##### PROVIDED MATERIAL #####

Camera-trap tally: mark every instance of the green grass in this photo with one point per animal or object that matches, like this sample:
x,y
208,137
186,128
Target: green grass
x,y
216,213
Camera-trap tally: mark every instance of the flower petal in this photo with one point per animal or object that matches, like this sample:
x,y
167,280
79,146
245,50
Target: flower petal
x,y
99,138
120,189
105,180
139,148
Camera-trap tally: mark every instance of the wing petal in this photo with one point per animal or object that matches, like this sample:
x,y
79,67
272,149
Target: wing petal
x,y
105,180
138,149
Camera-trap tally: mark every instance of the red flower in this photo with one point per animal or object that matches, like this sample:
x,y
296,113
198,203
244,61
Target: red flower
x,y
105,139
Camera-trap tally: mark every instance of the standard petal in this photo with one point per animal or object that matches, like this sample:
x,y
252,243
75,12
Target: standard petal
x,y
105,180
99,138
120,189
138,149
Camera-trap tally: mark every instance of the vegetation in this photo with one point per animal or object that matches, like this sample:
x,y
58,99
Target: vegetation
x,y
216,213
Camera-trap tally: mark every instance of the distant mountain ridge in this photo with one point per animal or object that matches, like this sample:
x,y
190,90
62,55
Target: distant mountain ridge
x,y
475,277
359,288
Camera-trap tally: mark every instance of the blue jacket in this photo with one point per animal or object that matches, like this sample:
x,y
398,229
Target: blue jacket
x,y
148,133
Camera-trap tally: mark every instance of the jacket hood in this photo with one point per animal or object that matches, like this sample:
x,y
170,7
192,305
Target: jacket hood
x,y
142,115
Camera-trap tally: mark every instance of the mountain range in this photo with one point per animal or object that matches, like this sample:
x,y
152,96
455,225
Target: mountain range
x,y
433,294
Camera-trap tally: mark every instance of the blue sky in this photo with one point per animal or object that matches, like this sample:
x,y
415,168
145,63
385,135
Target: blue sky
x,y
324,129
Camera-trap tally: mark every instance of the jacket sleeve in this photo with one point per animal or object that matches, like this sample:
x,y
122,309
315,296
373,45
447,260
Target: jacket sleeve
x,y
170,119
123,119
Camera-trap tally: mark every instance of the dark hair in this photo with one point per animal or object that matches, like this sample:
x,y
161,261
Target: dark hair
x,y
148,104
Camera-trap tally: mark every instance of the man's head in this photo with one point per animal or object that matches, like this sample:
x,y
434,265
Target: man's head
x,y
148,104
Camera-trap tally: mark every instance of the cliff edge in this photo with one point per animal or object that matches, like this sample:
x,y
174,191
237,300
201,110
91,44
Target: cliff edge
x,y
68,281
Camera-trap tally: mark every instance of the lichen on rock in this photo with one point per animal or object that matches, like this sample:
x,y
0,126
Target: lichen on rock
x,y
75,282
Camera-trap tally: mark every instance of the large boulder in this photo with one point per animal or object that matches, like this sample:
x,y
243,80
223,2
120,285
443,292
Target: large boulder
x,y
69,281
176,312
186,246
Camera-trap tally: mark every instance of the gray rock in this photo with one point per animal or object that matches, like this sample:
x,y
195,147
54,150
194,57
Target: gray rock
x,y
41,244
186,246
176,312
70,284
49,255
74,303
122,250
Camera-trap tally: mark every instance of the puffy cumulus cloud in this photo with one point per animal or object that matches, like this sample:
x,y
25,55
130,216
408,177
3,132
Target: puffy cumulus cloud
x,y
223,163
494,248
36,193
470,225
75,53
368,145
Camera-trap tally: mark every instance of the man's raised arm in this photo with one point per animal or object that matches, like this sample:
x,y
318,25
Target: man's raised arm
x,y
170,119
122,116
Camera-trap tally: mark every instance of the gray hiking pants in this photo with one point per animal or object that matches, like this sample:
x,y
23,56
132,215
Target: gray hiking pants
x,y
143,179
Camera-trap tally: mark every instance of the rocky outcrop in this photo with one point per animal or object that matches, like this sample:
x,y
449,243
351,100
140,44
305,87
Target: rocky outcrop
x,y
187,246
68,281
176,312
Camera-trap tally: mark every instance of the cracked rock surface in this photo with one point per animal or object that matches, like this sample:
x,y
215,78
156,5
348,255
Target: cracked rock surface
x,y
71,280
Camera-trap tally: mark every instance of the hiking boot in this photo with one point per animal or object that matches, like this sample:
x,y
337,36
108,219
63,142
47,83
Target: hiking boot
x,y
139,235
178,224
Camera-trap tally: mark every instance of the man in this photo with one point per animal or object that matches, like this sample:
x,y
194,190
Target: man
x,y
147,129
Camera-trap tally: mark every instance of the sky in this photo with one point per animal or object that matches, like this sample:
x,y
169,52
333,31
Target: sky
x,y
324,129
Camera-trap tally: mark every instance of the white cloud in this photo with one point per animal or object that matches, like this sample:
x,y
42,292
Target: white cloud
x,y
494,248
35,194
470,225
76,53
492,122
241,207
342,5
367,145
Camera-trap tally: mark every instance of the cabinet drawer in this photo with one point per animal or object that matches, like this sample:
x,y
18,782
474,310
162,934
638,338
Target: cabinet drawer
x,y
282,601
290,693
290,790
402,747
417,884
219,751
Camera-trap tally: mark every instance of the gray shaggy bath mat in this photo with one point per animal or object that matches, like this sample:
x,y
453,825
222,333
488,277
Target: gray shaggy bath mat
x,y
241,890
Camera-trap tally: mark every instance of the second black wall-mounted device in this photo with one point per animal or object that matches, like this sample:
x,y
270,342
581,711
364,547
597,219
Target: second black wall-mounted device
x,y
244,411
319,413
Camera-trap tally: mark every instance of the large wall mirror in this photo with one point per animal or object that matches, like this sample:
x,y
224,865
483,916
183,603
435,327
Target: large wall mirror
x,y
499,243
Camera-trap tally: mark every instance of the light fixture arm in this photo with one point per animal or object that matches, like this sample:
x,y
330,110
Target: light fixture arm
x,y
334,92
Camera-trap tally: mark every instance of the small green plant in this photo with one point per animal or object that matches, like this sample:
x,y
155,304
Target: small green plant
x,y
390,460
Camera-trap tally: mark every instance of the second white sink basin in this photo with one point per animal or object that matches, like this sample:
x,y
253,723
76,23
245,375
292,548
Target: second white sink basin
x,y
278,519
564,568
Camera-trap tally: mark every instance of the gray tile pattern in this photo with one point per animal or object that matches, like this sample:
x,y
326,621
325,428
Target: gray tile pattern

#####

JOB:
Give the lines from the one containing "Camera-trap tally: mark every instance of the small" through the end of the entries again, exactly as written and with no other lines.

TASK RESPONSE:
Camera-trap tally: mark every instance of the small green plant in this photo with one point per animal or object that matches, like this sample:
x,y
155,304
Target: small green plant
x,y
390,460
Camera-trap tally: mark every instance of the second white sink basin in this photo with one point per animal or object that matches, like this sample:
x,y
253,723
76,23
245,375
292,548
Target: second white sink basin
x,y
278,519
564,568
Camera-trap tally: mark every instance of the gray tile pattern in this photo with one point per animal or object that matches, like this sample:
x,y
326,621
325,428
Target: gray tile pattern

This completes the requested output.